● **Source**
————

Kalshi has taken Utah’s top elected officials to federal court, accusing them of gearing up to block its prediction market business in the state.
In a lawsuit filed Monday (February 23) in the U.S. District Court in Utah, Kalshi says Gov. Spencer Cox and Attorney General Derek Brown are laying the groundwork to treat its event contracts as illegal gambling. The company is asking a judge to step in with declaratory and injunctive relief before any enforcement action begins, saying the threat alone is already hanging over its operations.
The dispute discusses who gets the final say over Kalshi’s business model. The company maintains that it operates under federal oversight and that any move by Utah to shut it down would run straight into the U.S. Constitution’s Supremacy Clause. Congress, Kalshi argues, handed the Commodity Futures Trading Commission (CFTC) exclusive authority to regulate derivatives trading on federally approved exchanges.
The complaint leans heavily on recent public comments from Cox. In a February news article, the governor said, “I think you’re going to see 50 states suing these guys in one way or another. It’s illegal in Utah and will continue to be so.”
According to the lawsuit, Cox also pushed back on social media after CFTC Chairman Mike Selig said the agency would defend its “exclusive jurisdiction over [] derivative markets.” Cox replied that he would use “every resource within [his] disposal as governor of the sovereign state of Utah” to challenge that stance.
Not long after, Cox circulated an article with the headline “Gov. Cox vows fight to keep prediction markets out of Utah,” adding his own remarks: “Rebranding betting as a financial product doesn’t reduce the harm it causes” and “We’re ready to defend our laws in court.”
Brown has also weighed in publicly. Kalshi points to an op-ed he published Sunday that mentioned the company by name and described how he intends to address prediction markets in Utah. The complaint further notes that Brown previously signed amicus briefs in federal appellate courts arguing that Kalshi’s sports event contracts amount to unlawful sports betting under state law, “absent preemption.”

————

● **Tasks for this exercise**
1 - State how many lines of the records contain the string "green", and give only that number.
2 - Extend the article on Kalshi's lawsuit against Utah's governor and attorney general, beginning after its final sentence.

————

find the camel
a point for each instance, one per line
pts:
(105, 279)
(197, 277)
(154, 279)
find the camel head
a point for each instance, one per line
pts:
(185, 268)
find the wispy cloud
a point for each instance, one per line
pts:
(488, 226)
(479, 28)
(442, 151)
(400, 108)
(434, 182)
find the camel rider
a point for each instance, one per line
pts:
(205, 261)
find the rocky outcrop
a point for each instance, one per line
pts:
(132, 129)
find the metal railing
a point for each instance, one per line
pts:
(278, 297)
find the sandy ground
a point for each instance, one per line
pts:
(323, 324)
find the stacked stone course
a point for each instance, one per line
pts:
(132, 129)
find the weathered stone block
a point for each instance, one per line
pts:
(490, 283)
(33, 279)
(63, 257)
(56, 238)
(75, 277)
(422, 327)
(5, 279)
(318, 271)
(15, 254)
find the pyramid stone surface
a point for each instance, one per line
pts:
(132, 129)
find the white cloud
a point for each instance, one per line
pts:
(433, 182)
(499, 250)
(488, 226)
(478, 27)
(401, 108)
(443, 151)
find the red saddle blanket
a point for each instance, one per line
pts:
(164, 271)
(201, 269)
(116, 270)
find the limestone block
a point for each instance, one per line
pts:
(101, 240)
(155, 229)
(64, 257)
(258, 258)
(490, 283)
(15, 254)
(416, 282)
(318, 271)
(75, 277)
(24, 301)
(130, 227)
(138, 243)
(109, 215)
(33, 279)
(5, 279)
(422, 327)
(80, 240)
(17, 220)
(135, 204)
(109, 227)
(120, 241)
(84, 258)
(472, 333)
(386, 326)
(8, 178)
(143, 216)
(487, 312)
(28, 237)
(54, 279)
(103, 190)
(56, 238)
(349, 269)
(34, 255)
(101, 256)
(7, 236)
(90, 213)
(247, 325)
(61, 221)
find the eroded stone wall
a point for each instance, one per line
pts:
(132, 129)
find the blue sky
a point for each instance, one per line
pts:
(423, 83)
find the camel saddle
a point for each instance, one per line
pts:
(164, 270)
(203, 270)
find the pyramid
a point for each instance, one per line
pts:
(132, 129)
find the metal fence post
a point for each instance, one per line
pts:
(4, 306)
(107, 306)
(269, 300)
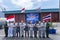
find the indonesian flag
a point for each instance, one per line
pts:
(47, 18)
(23, 10)
(10, 18)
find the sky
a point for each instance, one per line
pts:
(28, 4)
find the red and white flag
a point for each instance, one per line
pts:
(10, 18)
(23, 10)
(47, 17)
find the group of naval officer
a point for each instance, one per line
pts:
(22, 29)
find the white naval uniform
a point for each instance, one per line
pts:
(22, 26)
(31, 29)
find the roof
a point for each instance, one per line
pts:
(31, 11)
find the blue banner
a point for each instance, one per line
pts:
(32, 17)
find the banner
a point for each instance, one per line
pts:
(32, 17)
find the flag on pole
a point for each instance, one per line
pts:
(10, 18)
(23, 10)
(38, 9)
(47, 18)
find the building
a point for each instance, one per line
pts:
(40, 14)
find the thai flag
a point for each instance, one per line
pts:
(10, 18)
(23, 10)
(47, 18)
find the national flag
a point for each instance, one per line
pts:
(10, 18)
(38, 9)
(47, 18)
(23, 10)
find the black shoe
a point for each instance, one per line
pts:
(35, 37)
(47, 37)
(31, 37)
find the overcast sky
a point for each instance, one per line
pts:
(28, 4)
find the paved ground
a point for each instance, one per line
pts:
(52, 36)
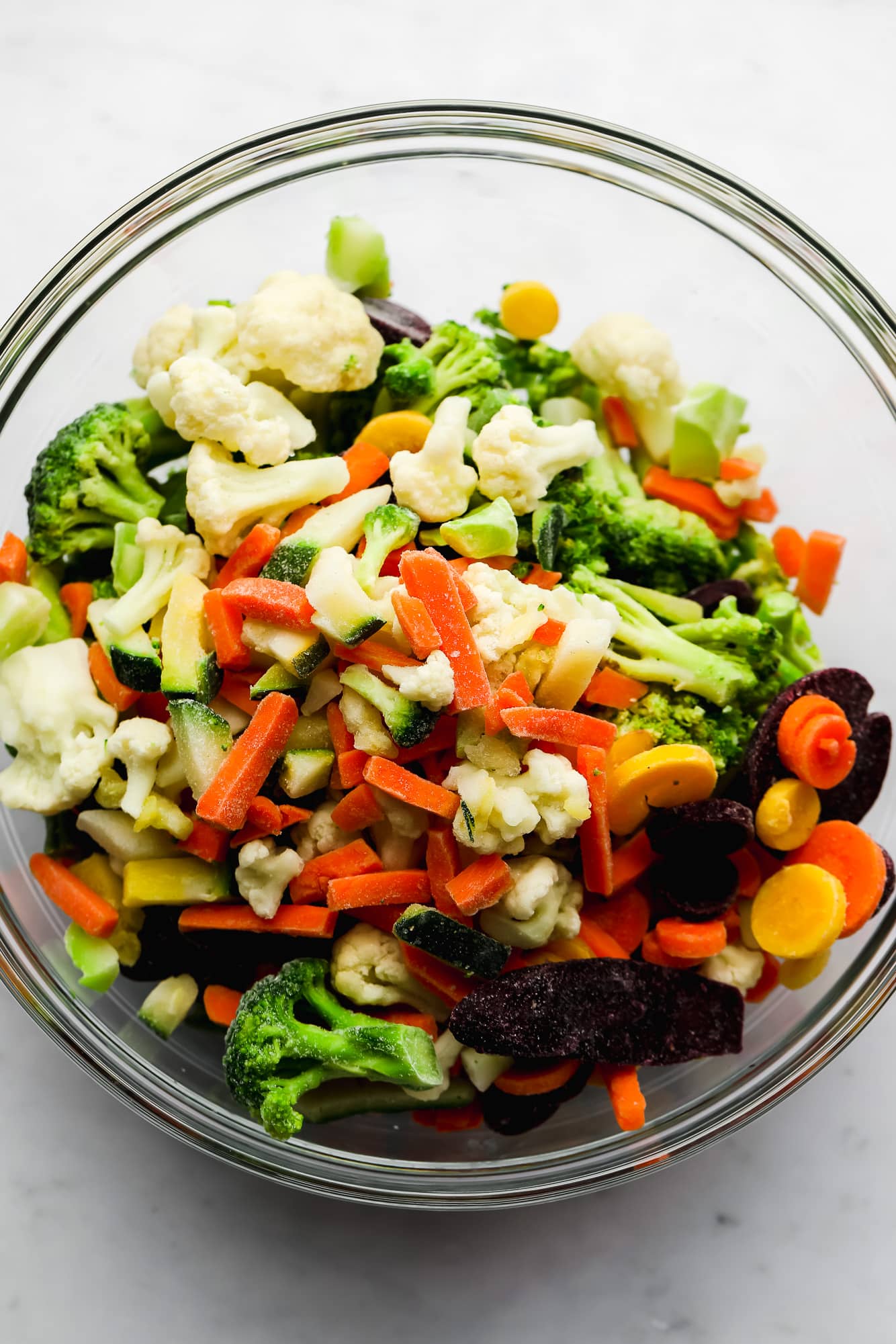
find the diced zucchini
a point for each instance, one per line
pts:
(189, 663)
(468, 949)
(306, 770)
(175, 882)
(204, 740)
(166, 1007)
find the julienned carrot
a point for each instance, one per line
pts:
(402, 784)
(251, 557)
(272, 600)
(249, 762)
(623, 429)
(406, 886)
(221, 1004)
(688, 940)
(819, 570)
(594, 834)
(298, 921)
(535, 1082)
(625, 918)
(694, 498)
(111, 688)
(75, 897)
(76, 598)
(357, 811)
(632, 860)
(417, 624)
(789, 550)
(350, 860)
(615, 690)
(852, 856)
(14, 559)
(226, 628)
(428, 576)
(564, 726)
(480, 885)
(625, 1093)
(366, 464)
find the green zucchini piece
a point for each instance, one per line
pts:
(448, 940)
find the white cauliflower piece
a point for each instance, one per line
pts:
(52, 714)
(559, 792)
(518, 459)
(542, 905)
(367, 967)
(315, 334)
(628, 357)
(264, 872)
(432, 684)
(734, 965)
(436, 482)
(140, 745)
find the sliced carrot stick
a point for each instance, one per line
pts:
(249, 762)
(14, 559)
(594, 834)
(76, 598)
(366, 464)
(791, 550)
(402, 784)
(623, 431)
(75, 897)
(625, 1093)
(350, 860)
(406, 886)
(251, 557)
(819, 570)
(358, 811)
(480, 885)
(565, 726)
(615, 690)
(428, 576)
(694, 498)
(298, 921)
(221, 1004)
(416, 623)
(111, 688)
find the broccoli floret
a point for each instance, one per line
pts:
(87, 480)
(272, 1055)
(386, 529)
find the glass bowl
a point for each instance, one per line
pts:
(471, 197)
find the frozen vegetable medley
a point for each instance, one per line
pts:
(427, 707)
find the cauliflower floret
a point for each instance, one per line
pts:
(366, 723)
(436, 482)
(628, 357)
(140, 745)
(542, 905)
(559, 792)
(264, 872)
(734, 965)
(369, 968)
(432, 684)
(53, 717)
(518, 459)
(315, 334)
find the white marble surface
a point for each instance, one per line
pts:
(111, 1230)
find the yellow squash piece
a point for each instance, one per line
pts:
(788, 815)
(659, 778)
(800, 911)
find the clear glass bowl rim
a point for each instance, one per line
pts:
(514, 1181)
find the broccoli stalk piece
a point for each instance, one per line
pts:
(386, 529)
(87, 480)
(272, 1057)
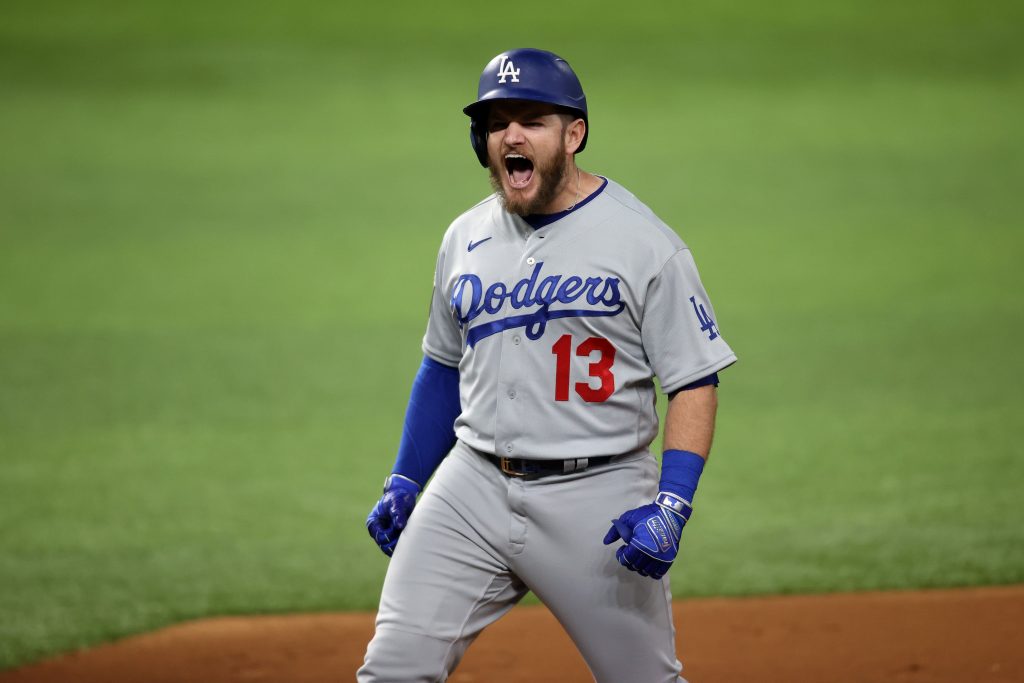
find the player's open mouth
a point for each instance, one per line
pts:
(519, 169)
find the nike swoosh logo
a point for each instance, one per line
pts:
(474, 245)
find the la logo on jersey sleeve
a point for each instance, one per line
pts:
(707, 324)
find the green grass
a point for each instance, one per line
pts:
(217, 229)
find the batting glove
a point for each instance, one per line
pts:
(651, 535)
(391, 513)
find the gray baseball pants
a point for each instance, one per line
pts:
(479, 540)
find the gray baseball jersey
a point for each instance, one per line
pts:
(558, 332)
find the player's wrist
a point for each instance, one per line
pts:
(402, 482)
(680, 474)
(675, 504)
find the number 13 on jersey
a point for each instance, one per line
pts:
(600, 368)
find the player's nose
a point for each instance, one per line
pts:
(514, 133)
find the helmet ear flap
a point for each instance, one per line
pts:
(478, 138)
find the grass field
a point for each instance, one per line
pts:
(218, 226)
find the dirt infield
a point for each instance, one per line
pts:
(967, 636)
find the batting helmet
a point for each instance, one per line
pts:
(524, 74)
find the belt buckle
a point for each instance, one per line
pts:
(506, 467)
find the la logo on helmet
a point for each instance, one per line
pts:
(506, 70)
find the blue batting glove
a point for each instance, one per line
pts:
(390, 515)
(651, 534)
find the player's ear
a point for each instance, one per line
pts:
(574, 133)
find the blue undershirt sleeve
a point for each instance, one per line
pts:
(428, 432)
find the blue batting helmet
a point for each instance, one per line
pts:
(524, 74)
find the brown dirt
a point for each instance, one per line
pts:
(967, 636)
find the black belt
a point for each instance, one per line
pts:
(521, 467)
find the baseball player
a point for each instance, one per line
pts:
(556, 302)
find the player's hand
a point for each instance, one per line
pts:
(651, 535)
(391, 513)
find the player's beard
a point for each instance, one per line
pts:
(550, 173)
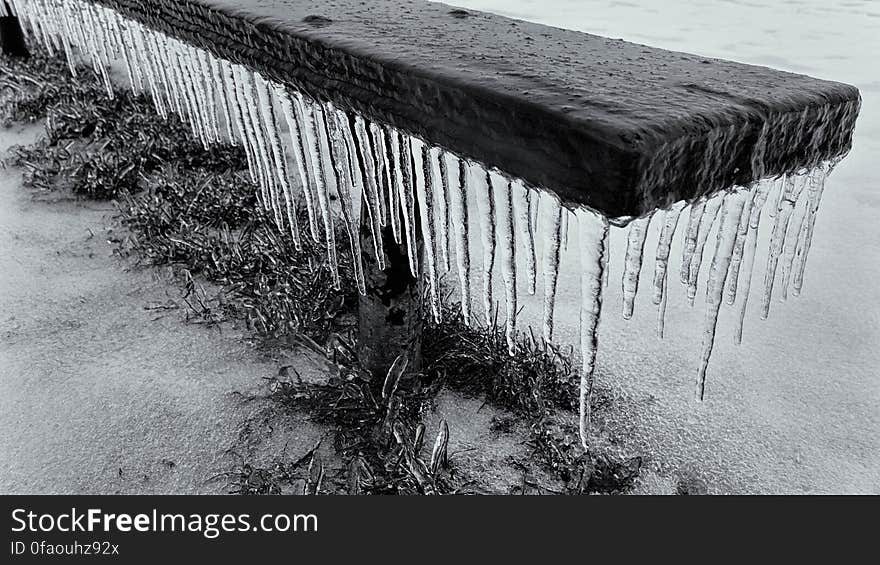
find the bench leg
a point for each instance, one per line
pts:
(11, 37)
(389, 316)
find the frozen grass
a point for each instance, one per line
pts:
(196, 210)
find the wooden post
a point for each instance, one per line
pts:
(11, 37)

————

● **Replies**
1 - 2

2 -
Kalshi runs a derivatives exchange that the CFTC has designated as a contract market. On its platform, traders buy and sell event contracts tied to future outcomes, from economic indicators to sports results.
Under the Commodity Exchange Act, the CFTC holds “exclusive jurisdiction” over trading on federally regulated exchanges, the lawsuit says. When Congress created the agency in 1974, lawmakers were trying to avoid what one senator called “total chaos” caused by a patchwork of conflicting state rules.
The CFTC has recently told federal courts that, “due to federal preemption, event contracts never violate state law when they are traded on a DCM” like Kalshi.
Even if Utah officials believe some contracts look like gambling, Kalshi argues that federal law gives the CFTC alone the authority to decide whether event contracts involving “gaming” are “contrary to the public interest.”
After Cox’s February 17 social media post, Kalshi says it reached out to the Utah Attorney General’s Office seeking confirmation that no enforcement action was imminent. The company describes what had been a positive working relationship but says it received no response.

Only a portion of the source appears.